#### Problems and tasks
1 - In the profile of Alicia R. Timme-Laragy, at what event and in what city was the award presented to her?
2 - Translate this sentence from the profile of Alicia R. Timme-Laragy into Spanish: "Timme-Laragy is a cum laude graduate of the Franklin and Marshall College where she earned a B.A. in Biology and Anthropology and minored in Environmental Studies."
3 - Continue the profile of Alicia R. Timme-Laragy from its final sentence.

Superfund Research Program

Alicia R. Timme-Laragy

Alicia R. Timme-Laragy, Ph.D., received the ninth annual Karen Wetterhahn Memorial Award in 2006, when she was a doctoral student at Duke University. The award was presented to Timme-Laragy on December 12th, 2006 at the SRP Annual Meeting in San Diego, California.

Timme-Laragy is a cum laude graduate of the Franklin and Marshall College where she earned a B.A. in Biology and Anthropology and minored in Environmental Studies.

Timme-Laragy's doctoral research utilized a zebrafish embryo model to understand how certain combinations of PAHs (Polycyclic Aromatic Hydrocarbon) greatly increase toxicity over what is predicted from studies of single PAHs. Her research elucidated mechanisms underlying the very marked, and surprising, synergy that has been previously observed between PAHs that act as AHR (Aryl Hydrocarbon Receptor) agonists and PAHs that act as CYP1A (Cytochrome P450 1A) inhibitors on cardiovascular development in zebrafish embryos. According to Di Giulio, "this synergy has very important implications for risk assessments of PAHs, as currently risk estimates of this chemical class employ an additive model for summing hazards posed by individual compounds". Understanding the mechanistic basis for this synergy will aid in a more accurate assessment of toxicity that can then be applied to other toxicants with similar mechanisms of action, and will contribute to predictive models for PAH mixtures, the environmental norm.

[Dataset entries]
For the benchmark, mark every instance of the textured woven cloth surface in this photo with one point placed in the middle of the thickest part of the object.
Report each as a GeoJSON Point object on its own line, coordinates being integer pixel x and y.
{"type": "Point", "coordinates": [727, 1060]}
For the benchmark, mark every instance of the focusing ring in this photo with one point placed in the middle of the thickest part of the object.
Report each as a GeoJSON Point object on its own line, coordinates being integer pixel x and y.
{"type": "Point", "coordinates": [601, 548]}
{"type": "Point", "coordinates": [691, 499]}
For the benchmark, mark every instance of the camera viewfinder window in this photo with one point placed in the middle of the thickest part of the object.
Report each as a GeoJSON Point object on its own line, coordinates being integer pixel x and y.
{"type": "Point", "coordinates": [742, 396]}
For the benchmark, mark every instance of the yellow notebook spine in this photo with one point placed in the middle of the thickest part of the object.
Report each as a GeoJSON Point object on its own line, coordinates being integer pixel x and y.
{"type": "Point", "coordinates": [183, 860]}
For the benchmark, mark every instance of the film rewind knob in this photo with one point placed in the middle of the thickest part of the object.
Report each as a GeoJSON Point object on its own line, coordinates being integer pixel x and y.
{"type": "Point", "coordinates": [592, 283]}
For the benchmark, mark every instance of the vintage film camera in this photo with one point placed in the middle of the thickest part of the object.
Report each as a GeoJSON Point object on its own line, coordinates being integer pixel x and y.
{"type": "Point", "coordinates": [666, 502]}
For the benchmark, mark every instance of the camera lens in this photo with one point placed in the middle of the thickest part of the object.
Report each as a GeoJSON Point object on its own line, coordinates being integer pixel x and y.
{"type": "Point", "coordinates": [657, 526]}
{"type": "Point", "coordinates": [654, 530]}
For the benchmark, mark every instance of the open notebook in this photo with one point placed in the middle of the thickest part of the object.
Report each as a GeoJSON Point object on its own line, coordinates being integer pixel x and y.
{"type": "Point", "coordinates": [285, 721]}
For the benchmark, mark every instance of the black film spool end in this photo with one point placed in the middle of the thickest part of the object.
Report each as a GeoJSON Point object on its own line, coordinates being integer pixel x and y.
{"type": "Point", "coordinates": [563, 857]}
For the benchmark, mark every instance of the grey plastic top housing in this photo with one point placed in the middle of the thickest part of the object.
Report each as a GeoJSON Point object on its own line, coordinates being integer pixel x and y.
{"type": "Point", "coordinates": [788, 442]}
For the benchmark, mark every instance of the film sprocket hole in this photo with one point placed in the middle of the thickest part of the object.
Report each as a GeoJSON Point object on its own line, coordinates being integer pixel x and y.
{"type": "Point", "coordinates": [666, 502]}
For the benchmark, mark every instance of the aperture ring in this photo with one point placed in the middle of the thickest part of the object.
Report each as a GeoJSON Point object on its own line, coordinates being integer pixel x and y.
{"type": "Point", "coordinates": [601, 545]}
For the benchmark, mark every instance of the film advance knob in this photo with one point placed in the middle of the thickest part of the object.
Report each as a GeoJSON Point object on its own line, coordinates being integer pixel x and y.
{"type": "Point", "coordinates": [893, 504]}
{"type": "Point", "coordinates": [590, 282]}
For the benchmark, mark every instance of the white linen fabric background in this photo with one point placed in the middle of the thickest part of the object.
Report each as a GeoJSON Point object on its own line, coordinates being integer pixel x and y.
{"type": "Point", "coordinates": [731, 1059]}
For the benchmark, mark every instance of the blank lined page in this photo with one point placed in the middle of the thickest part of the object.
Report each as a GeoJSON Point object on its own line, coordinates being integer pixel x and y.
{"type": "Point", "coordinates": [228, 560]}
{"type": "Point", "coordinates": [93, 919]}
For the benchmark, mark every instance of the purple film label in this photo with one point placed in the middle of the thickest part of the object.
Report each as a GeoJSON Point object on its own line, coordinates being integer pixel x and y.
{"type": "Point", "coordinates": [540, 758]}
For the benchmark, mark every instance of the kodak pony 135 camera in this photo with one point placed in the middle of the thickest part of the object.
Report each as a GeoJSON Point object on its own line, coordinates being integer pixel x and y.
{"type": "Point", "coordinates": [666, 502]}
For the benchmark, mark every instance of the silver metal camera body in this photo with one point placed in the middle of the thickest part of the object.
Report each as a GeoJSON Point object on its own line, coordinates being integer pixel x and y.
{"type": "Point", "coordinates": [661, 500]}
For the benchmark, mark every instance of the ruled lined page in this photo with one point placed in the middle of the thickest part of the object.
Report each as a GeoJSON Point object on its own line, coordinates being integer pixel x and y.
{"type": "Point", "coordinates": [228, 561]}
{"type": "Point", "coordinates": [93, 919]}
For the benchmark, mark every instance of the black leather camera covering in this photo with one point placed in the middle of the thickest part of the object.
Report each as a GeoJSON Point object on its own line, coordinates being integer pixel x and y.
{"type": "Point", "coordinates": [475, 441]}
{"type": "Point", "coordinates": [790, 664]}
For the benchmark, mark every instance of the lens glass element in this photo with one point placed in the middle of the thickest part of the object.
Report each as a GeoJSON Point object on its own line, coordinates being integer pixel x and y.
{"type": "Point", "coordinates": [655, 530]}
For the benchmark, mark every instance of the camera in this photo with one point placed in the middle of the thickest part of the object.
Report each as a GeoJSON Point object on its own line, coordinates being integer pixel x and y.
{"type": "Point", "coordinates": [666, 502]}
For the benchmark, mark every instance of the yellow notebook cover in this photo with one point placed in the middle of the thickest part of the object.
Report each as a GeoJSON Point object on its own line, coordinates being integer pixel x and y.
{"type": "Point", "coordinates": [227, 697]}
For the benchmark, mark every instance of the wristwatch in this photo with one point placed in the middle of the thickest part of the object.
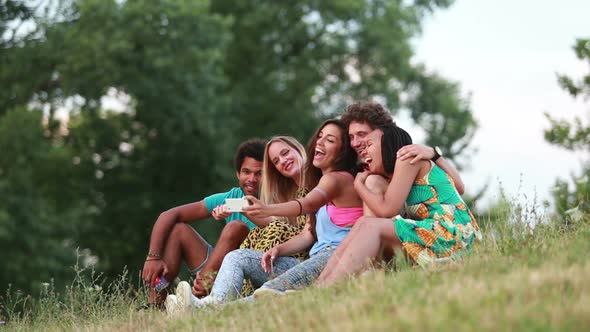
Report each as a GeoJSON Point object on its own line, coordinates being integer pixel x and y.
{"type": "Point", "coordinates": [437, 153]}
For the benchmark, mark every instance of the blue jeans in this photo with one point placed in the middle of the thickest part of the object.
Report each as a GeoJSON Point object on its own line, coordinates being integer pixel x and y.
{"type": "Point", "coordinates": [245, 263]}
{"type": "Point", "coordinates": [302, 274]}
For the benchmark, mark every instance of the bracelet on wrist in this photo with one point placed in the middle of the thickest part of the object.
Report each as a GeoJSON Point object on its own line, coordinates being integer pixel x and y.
{"type": "Point", "coordinates": [300, 207]}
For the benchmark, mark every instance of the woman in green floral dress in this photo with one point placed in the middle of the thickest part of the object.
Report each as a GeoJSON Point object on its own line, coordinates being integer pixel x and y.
{"type": "Point", "coordinates": [420, 212]}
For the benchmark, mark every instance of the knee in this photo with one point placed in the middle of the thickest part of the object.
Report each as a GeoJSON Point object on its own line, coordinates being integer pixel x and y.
{"type": "Point", "coordinates": [376, 183]}
{"type": "Point", "coordinates": [363, 221]}
{"type": "Point", "coordinates": [180, 231]}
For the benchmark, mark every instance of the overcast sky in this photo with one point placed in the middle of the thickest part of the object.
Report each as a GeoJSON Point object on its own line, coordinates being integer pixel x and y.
{"type": "Point", "coordinates": [506, 55]}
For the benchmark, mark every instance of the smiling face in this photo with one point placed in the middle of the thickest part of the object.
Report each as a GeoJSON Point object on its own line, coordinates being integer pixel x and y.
{"type": "Point", "coordinates": [327, 147]}
{"type": "Point", "coordinates": [357, 132]}
{"type": "Point", "coordinates": [285, 159]}
{"type": "Point", "coordinates": [249, 176]}
{"type": "Point", "coordinates": [373, 155]}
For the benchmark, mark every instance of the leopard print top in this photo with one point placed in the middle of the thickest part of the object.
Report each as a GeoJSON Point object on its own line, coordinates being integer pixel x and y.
{"type": "Point", "coordinates": [276, 232]}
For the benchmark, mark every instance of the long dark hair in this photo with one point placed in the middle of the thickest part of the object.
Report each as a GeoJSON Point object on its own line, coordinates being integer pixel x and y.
{"type": "Point", "coordinates": [393, 139]}
{"type": "Point", "coordinates": [345, 161]}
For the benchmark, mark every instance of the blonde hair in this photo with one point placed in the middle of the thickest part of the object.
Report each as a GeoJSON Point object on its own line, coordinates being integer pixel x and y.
{"type": "Point", "coordinates": [275, 187]}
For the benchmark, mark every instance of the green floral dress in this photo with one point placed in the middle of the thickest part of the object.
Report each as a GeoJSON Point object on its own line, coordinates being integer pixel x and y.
{"type": "Point", "coordinates": [437, 225]}
{"type": "Point", "coordinates": [276, 232]}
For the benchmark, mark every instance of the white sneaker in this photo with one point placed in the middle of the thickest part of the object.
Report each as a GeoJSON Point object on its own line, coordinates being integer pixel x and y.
{"type": "Point", "coordinates": [267, 292]}
{"type": "Point", "coordinates": [185, 296]}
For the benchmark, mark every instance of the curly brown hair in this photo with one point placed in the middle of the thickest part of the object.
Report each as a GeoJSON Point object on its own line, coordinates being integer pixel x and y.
{"type": "Point", "coordinates": [373, 114]}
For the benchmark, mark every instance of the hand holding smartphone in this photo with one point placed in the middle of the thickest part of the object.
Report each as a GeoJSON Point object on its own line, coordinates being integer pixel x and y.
{"type": "Point", "coordinates": [236, 204]}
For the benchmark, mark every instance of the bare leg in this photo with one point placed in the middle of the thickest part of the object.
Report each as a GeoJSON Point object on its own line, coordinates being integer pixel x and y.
{"type": "Point", "coordinates": [351, 257]}
{"type": "Point", "coordinates": [183, 243]}
{"type": "Point", "coordinates": [230, 239]}
{"type": "Point", "coordinates": [378, 185]}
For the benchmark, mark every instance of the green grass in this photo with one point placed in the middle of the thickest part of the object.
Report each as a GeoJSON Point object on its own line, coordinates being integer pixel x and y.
{"type": "Point", "coordinates": [513, 280]}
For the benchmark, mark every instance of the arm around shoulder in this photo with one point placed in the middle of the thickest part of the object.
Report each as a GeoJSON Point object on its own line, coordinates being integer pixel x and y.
{"type": "Point", "coordinates": [448, 167]}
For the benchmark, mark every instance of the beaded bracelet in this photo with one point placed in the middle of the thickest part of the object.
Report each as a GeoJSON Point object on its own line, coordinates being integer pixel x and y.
{"type": "Point", "coordinates": [153, 256]}
{"type": "Point", "coordinates": [300, 207]}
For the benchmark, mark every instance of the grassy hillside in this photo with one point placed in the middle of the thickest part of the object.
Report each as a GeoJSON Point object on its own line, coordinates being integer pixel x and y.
{"type": "Point", "coordinates": [515, 279]}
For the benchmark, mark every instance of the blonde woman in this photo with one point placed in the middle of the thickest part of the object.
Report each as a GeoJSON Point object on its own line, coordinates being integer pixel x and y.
{"type": "Point", "coordinates": [282, 181]}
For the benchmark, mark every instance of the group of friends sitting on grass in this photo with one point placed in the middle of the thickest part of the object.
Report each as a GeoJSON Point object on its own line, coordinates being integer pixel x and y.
{"type": "Point", "coordinates": [359, 194]}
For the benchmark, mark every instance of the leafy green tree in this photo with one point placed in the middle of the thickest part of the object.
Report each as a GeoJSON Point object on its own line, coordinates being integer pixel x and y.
{"type": "Point", "coordinates": [291, 63]}
{"type": "Point", "coordinates": [33, 175]}
{"type": "Point", "coordinates": [574, 136]}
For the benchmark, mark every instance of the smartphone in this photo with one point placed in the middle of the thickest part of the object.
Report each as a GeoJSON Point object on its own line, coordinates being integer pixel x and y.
{"type": "Point", "coordinates": [236, 204]}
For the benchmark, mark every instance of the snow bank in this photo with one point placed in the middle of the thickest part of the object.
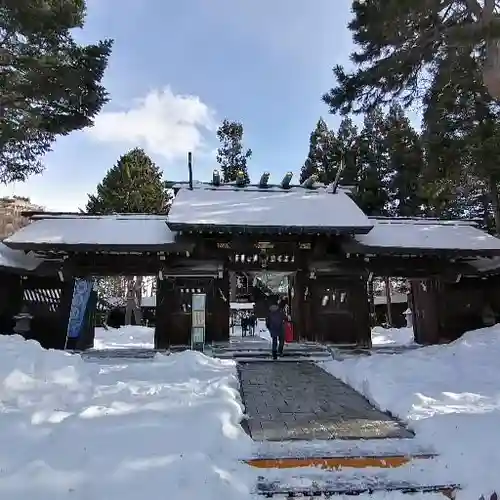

#### Responses by task
1 - It was presented at the SRP Annual Meeting in San Diego, California.

2 - Timme-Laragy se graduó cum laude del Franklin and Marshall College, donde obtuvo una licenciatura (B.A.) en Biología y Antropología y cursó una especialización secundaria en Estudios Ambientales.

3 -
Timme-Laragy received her Ph.D. in 2007 from Duke University, Nicholas School of the Environment and Earth Sciences, Integrated Toxicology Program under the guidance of Richard T. Di Giulio, Ph.D. After she finished her doctoral work, she was a postdoctoral fellow with Mark Hahn, Ph.D., at Woods Hole Oceanographic Institution (WHOI), who is also part of the Boston University SRP. She received funding for this fellowship from a competitive scholarship award from WHOI and then by an NIH National Research Service Award (NRSA) fellowship.

Starting in 2013, Timme-Laragy will begin a tenure track assistant professorship in the Division of Environmental Health Sciences, Department of Public Health, School of Public Health and Health Sciences at the University of Massachusetts Amherst.

The NIEHS congratulates Timme-Laragy on her research accomplishments and wishes her continued success in her scientific career.